(Dataset rows on where objects appear)

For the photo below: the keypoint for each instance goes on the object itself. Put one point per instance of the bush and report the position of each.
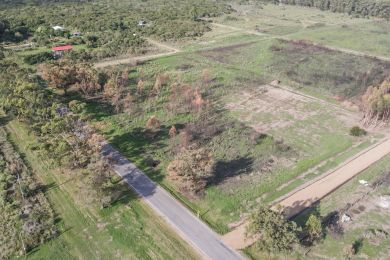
(274, 232)
(38, 57)
(192, 168)
(313, 228)
(357, 131)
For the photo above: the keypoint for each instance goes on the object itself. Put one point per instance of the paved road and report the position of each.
(194, 231)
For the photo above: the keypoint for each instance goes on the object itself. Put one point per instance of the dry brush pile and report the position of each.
(376, 103)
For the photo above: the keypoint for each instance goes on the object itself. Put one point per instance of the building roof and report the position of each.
(62, 48)
(58, 28)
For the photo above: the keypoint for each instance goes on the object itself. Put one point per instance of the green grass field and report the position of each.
(315, 132)
(294, 22)
(128, 229)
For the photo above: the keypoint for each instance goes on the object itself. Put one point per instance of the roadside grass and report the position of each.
(237, 65)
(127, 229)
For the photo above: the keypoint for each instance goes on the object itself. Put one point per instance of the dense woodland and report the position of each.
(359, 8)
(108, 27)
(26, 218)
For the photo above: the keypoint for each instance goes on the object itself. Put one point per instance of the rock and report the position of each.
(363, 182)
(345, 218)
(384, 202)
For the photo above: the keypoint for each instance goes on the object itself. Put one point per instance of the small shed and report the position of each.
(58, 50)
(58, 28)
(141, 23)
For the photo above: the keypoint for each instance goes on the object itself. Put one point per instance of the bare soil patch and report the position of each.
(222, 54)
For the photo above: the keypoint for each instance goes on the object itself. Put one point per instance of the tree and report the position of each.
(66, 74)
(376, 103)
(172, 131)
(2, 53)
(192, 169)
(4, 25)
(274, 233)
(357, 131)
(313, 228)
(153, 123)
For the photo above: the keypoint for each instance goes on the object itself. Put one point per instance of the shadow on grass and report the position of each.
(139, 144)
(229, 169)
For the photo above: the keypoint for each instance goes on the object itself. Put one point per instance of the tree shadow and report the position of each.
(228, 169)
(139, 145)
(130, 174)
(4, 120)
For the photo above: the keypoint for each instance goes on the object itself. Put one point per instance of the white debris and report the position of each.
(384, 202)
(345, 218)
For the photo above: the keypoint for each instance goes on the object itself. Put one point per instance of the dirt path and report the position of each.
(333, 48)
(309, 193)
(315, 190)
(134, 60)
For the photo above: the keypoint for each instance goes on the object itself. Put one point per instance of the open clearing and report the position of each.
(126, 230)
(313, 134)
(300, 23)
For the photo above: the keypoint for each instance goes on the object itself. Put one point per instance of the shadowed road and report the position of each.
(194, 231)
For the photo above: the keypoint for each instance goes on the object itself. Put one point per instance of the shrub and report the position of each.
(38, 57)
(357, 131)
(274, 232)
(192, 169)
(313, 228)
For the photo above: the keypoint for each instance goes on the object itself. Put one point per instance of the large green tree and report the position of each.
(273, 232)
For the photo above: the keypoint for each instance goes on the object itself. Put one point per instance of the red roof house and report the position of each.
(62, 48)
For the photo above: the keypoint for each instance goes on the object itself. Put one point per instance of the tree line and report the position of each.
(359, 8)
(26, 217)
(108, 28)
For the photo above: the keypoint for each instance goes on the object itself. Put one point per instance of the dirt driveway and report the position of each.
(309, 193)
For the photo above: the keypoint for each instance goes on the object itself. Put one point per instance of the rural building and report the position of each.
(141, 23)
(58, 50)
(58, 28)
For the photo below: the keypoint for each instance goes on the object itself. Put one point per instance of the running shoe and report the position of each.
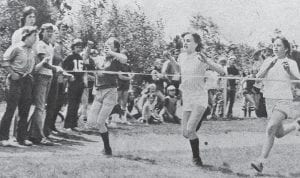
(258, 166)
(197, 161)
(25, 143)
(107, 152)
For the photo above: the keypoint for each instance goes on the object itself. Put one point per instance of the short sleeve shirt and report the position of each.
(192, 71)
(48, 51)
(279, 89)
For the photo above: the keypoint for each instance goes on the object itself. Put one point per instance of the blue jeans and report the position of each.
(40, 93)
(75, 91)
(104, 102)
(19, 95)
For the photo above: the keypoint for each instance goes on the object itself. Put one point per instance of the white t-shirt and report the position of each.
(48, 50)
(279, 89)
(191, 67)
(212, 80)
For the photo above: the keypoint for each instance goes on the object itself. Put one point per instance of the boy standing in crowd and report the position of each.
(74, 62)
(19, 61)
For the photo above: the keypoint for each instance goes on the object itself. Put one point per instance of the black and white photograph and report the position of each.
(149, 88)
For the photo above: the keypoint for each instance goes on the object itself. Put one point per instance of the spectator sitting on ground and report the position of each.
(150, 112)
(170, 106)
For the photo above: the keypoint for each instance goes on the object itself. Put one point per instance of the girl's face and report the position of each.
(47, 34)
(110, 44)
(30, 19)
(151, 99)
(131, 96)
(78, 49)
(189, 44)
(152, 89)
(172, 92)
(278, 48)
(55, 36)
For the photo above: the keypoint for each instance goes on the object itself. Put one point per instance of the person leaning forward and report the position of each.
(19, 61)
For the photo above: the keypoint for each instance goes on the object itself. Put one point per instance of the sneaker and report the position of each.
(76, 129)
(107, 152)
(5, 143)
(258, 166)
(46, 142)
(68, 130)
(53, 137)
(25, 143)
(197, 161)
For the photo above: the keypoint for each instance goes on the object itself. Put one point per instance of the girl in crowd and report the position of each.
(194, 95)
(106, 88)
(278, 96)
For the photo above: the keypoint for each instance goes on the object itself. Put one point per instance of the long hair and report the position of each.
(27, 11)
(197, 40)
(285, 43)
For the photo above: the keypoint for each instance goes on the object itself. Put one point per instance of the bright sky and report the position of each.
(242, 21)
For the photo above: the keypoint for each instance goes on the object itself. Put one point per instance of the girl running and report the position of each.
(278, 96)
(195, 97)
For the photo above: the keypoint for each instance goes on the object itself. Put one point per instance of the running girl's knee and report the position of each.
(185, 134)
(102, 128)
(272, 129)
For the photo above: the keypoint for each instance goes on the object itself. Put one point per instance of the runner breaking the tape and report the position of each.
(278, 96)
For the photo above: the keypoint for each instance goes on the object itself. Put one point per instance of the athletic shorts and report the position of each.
(191, 101)
(287, 107)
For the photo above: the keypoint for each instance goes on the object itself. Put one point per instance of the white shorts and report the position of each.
(288, 107)
(191, 101)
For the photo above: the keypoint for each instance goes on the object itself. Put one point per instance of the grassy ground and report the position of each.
(156, 151)
(227, 148)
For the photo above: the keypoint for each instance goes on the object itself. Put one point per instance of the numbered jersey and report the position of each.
(74, 63)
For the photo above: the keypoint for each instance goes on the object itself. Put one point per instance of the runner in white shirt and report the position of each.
(194, 64)
(278, 94)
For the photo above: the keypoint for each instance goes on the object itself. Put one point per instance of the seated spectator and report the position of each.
(150, 112)
(170, 106)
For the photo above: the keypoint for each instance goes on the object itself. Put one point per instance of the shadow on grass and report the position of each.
(73, 137)
(228, 171)
(135, 158)
(59, 145)
(111, 130)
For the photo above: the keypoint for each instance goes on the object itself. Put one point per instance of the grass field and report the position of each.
(227, 147)
(156, 151)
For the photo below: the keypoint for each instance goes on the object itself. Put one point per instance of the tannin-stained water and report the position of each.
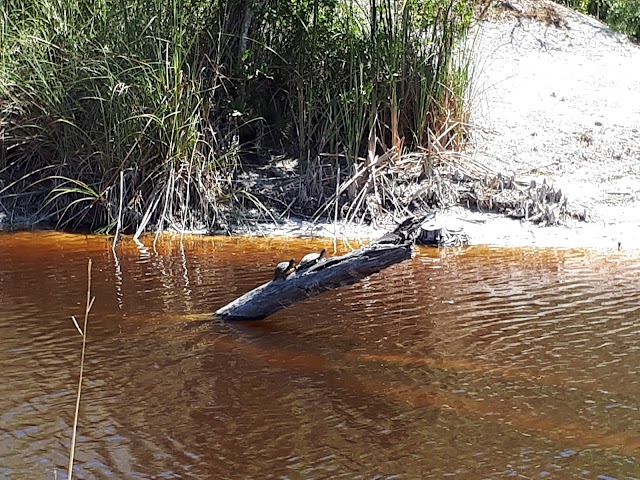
(480, 363)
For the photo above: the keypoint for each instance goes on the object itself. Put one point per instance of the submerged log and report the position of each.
(326, 275)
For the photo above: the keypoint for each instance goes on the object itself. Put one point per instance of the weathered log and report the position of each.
(331, 273)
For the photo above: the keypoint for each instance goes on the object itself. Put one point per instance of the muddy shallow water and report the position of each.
(481, 363)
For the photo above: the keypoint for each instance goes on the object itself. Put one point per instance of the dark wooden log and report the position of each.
(331, 273)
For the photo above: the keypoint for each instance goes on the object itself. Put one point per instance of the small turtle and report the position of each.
(283, 269)
(311, 259)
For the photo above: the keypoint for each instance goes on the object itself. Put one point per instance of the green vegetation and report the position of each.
(622, 15)
(131, 114)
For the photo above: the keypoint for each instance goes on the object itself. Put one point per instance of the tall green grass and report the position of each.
(167, 92)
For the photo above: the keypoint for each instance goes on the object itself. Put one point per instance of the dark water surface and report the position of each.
(483, 363)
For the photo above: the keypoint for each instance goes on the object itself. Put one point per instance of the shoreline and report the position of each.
(551, 102)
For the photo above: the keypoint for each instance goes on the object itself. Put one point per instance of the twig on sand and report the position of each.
(83, 332)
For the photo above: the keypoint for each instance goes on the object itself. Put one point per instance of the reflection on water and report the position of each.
(481, 363)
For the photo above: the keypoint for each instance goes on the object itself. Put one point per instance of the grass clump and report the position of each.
(134, 114)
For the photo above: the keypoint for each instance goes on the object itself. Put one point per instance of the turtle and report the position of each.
(283, 269)
(311, 259)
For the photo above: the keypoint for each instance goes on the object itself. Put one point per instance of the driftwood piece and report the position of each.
(331, 273)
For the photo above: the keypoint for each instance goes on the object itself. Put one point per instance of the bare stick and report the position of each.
(84, 344)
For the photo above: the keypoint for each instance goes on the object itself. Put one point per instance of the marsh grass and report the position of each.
(125, 116)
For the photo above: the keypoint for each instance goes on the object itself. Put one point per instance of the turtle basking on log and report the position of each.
(310, 259)
(283, 269)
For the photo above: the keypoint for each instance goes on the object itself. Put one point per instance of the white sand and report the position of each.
(561, 104)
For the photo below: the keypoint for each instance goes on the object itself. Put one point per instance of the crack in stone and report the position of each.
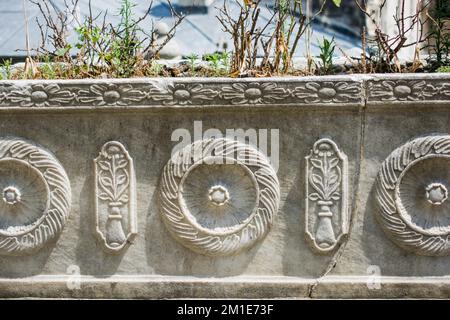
(338, 254)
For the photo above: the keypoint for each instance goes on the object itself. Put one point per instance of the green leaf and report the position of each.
(337, 3)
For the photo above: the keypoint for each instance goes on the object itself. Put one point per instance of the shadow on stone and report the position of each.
(391, 259)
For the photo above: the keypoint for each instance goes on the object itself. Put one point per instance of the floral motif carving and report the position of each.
(412, 194)
(254, 93)
(407, 90)
(40, 95)
(327, 216)
(220, 201)
(183, 94)
(328, 91)
(35, 199)
(116, 221)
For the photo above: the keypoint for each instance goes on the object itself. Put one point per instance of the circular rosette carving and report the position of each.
(219, 196)
(35, 197)
(412, 193)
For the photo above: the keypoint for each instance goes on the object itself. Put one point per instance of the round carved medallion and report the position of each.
(219, 196)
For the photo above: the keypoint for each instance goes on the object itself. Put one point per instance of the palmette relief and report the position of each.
(412, 193)
(36, 197)
(326, 185)
(219, 196)
(115, 190)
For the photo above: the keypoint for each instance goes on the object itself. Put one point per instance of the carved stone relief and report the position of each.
(326, 216)
(36, 197)
(115, 190)
(412, 194)
(219, 196)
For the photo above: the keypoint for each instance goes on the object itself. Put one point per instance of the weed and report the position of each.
(326, 55)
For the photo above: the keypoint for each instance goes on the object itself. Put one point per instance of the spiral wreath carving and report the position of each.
(412, 193)
(36, 197)
(219, 196)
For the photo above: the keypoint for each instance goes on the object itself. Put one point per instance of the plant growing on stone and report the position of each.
(326, 55)
(439, 36)
(192, 58)
(56, 29)
(5, 69)
(101, 48)
(289, 19)
(388, 46)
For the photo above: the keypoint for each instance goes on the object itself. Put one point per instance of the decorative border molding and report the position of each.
(29, 238)
(326, 199)
(226, 240)
(115, 197)
(408, 89)
(349, 90)
(183, 92)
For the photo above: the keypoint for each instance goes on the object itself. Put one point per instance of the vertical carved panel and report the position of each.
(115, 197)
(326, 216)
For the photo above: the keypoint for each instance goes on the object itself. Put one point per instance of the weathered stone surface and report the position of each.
(366, 117)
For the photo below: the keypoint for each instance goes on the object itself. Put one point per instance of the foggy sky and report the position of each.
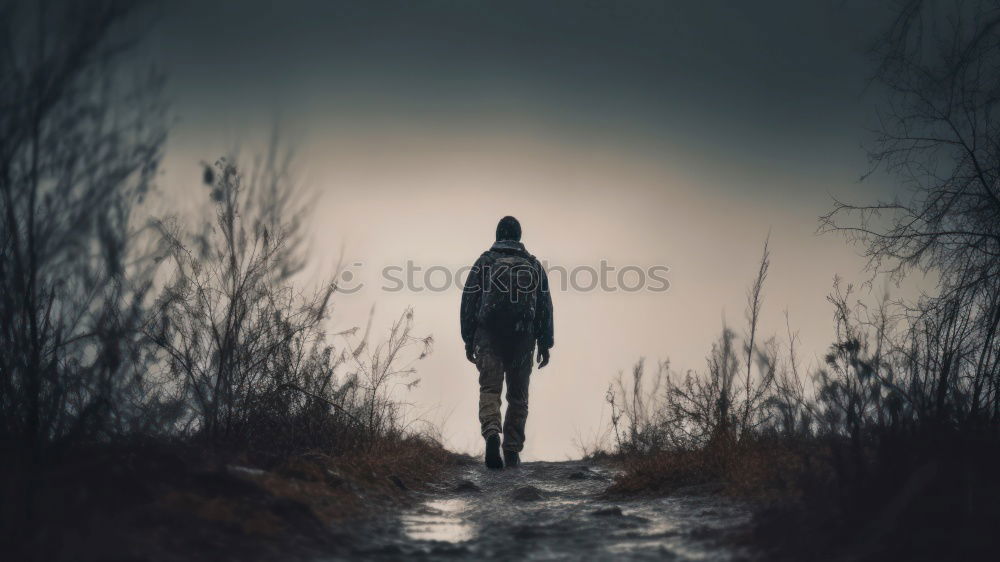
(675, 133)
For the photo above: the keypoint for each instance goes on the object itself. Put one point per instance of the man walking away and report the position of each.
(506, 310)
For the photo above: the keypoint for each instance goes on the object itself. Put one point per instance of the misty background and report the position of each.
(675, 134)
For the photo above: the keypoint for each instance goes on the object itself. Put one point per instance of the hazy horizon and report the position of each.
(648, 135)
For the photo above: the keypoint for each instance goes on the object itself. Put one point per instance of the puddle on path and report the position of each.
(439, 520)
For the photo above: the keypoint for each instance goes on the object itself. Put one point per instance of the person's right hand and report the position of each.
(543, 358)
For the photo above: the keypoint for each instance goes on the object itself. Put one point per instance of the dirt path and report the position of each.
(552, 511)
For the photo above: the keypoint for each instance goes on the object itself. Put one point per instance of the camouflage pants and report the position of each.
(496, 357)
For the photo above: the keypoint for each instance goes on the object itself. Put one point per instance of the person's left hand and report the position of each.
(543, 357)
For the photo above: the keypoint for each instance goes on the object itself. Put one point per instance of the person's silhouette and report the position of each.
(506, 309)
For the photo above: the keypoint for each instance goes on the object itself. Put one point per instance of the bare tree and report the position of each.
(939, 136)
(79, 146)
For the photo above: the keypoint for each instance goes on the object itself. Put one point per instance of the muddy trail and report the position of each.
(551, 511)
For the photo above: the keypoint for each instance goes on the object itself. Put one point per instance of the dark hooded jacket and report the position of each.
(472, 294)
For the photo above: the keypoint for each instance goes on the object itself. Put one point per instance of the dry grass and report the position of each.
(761, 470)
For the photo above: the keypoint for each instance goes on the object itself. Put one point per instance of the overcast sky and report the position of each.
(640, 133)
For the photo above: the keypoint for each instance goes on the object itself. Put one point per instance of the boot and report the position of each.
(493, 460)
(511, 459)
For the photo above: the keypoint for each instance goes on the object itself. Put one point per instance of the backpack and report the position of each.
(509, 298)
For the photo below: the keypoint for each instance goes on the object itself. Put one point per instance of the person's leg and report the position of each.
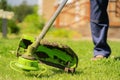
(99, 27)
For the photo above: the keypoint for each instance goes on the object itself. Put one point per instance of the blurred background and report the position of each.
(19, 17)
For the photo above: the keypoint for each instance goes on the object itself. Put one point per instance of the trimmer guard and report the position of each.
(56, 55)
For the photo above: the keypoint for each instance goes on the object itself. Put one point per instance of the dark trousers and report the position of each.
(99, 27)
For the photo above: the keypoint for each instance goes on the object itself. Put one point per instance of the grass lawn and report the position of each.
(106, 69)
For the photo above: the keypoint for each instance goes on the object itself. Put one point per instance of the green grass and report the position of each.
(106, 69)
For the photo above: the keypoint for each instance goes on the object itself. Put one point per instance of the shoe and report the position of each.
(98, 57)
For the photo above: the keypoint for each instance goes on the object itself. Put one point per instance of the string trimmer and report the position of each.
(31, 50)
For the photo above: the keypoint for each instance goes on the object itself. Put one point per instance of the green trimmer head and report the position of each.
(53, 54)
(31, 50)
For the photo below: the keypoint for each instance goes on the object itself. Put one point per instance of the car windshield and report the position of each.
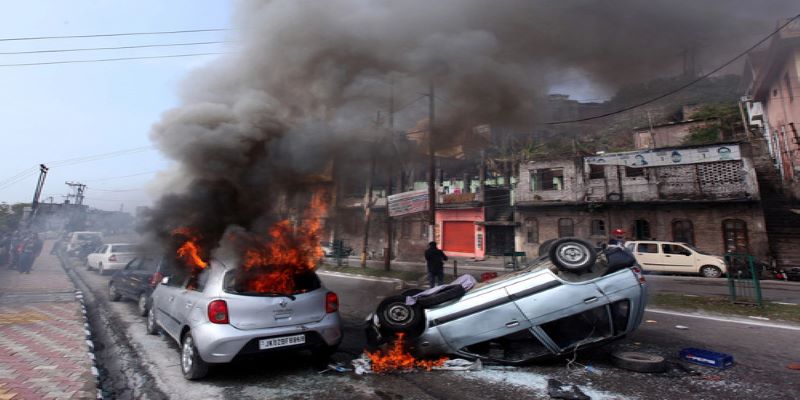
(258, 282)
(123, 248)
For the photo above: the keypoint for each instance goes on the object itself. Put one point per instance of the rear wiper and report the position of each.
(269, 294)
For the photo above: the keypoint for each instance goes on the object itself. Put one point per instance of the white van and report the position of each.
(676, 257)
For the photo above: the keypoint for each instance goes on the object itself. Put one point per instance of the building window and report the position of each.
(734, 234)
(683, 231)
(405, 229)
(566, 227)
(641, 229)
(597, 171)
(532, 230)
(633, 172)
(598, 227)
(547, 179)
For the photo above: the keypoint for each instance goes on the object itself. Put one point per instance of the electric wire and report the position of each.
(143, 46)
(114, 34)
(684, 86)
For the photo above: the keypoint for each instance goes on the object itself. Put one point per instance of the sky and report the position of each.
(60, 112)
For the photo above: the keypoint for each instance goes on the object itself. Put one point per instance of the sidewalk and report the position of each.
(43, 343)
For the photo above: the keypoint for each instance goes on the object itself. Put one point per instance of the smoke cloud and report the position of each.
(309, 75)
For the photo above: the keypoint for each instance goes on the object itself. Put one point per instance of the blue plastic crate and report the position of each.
(707, 357)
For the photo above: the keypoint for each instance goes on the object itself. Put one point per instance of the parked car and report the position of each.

(Exercise brief): Copy exactly, word for word, the line with "van and report the position of each." through the final line of the listing.

(Response):
For the photo above: the keypoint for each instance goes on the object itself. Put one point per instance of the white van and report the position of each.
(676, 257)
For the photo above: the keypoint for each instance goes on the object itself. Put one point per instance of the building window and report the position of each.
(734, 234)
(683, 231)
(405, 229)
(566, 227)
(641, 229)
(597, 171)
(532, 230)
(633, 172)
(598, 227)
(547, 179)
For the photo above: the keypoint for each instance goes on the object itself. Put one point per instance of the electric wire and report the position of each.
(143, 46)
(114, 34)
(684, 86)
For the photo above: the keypoint for each instance goes on the object itself. Put one point per instance of the sky and report the position of each.
(60, 112)
For the photo above: the keypoint for each instance goes on the object itself. Put one point per instance of the sidewalk and report the position of each.
(43, 343)
For the photo above: the keypoint for each instance goes on the object itself. Put one point per instance of the smoke cloud and report the position of each.
(309, 75)
For the photo above: the keypoint for each instance goes on the object itself. Put one point per instance of the blue plastic crate and report the position of each.
(707, 357)
For the photo above: the keypoint for each instance goes on the object itself. Put one point per instance of the parked car and report the position of each.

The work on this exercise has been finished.